Geben Sie den Seitentext von „Auf dem Kongress“ bis „Krebs trotzdem weiterwächst.“ erneut wieder und benennen Sie dabei „Chemotherapie“ in „Chemo“ um.

Seitentext =
◇ ◇ ◇

Auf dem Kongress wurde teils kontrovers darüber diskutiert, ob künftig mehr Patienten eine Chemotherapie vor der Blasenentfernung angeboten werden sollte. Das Ziel dieser neoadjuvanten Chemotherapie ist, den Tumor vor der OP zu schrumpfen. Leider spricht nicht jeder Patient auf die Behandlung an. Bislang gibt es beim Harnblasen-Karzinom keine diagnostische Möglichkeit, die geeigneten Patienten herauszufinden, bemängelte Prof. Dr. Markus Kuczyk von der Klinik für Urologie und urologische Onkologie der Medizinischen Hochschule Hannover. So kommt es leider immer wieder vor, dass Patienten durch die Platinhaltigen Zellgi e der Chemotherapie einen zusätzlichen Verlust an Lebensqualität erleiden und der Krebs trotzdem weiterwächst. 

 

Hoffnung auf neue Immuntherapien 

Die gute Nachricht auf dem Magdeburger Symposium war, dass vermutlich schon bald neuartige Immuntherapien auch die Behandlung des metastasieren Nierenzell- oder Harnblasen-Karzinoms deutlich verbessern werden. Die neuen Therapien beruhen auf den jüngsten Erkenntnissen der Molekularbiologie, sagte Tagungsleiter Professor Martin Schostak von der Magdeburger Uniklinik für Urologie und Kinderurologie in einem Satellitensymposium. So lassen bestimmte Eigenschaften der Metastasen (z.B. PD-1-Aktivität, Immunstatus) vorhersagen, ob und in welchem Umfang gesunde Zellen durch den Krebs zugrunde gehen. Das führte zu neuen, zielgerichtet auf die genetischen Veränderungen wirkenden Medikamenten, wie Atezolizumab, Nivolumab und Pemb- rolizumab. In multizentrischen Studien u .a. mit Blasenkrebspatienten zeigten sie bereits einen deutlichen Überlebensvorteil bei vergleichsweise geringen Nebenwirkungen. PD Dr. Gunhild von Amsberg, Onkologin am Universitätsklinikums Hamburg-Eppendorf, stellte einige mutmachende Studienergebnisse vor.

◇ ◇ ◇

Datenzeilen =
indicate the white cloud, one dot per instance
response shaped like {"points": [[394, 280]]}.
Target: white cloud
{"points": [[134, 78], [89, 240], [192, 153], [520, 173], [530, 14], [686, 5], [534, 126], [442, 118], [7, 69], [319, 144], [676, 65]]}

◇ ◇ ◇

Lösung =
Auf dem Kongress wurde teils kontrovers darüber diskutiert, ob künftig mehr Patienten eine Chemo vor der Blasenentfernung angeboten werden sollte. Das Ziel dieser neoadjuvanten Chemo ist, den Tumor vor der OP zu schrumpfen. Leider spricht nicht jeder Patient auf die Behandlung an. Bislang gibt es beim Harnblasen-Karzinom keine diagnostische Möglichkeit, die geeigneten Patienten herauszufinden, bemängelte Prof. Dr. Markus Kuczyk von der Klinik für Urologie und urologische Onkologie der Medizinischen Hochschule Hannover. So kommt es leider immer wieder vor, dass Patienten durch die Platinhaltigen Zellgi e der Chemo einen zusätzlichen Verlust an Lebensqualität erleiden und der Krebs trotzdem weiterwächst.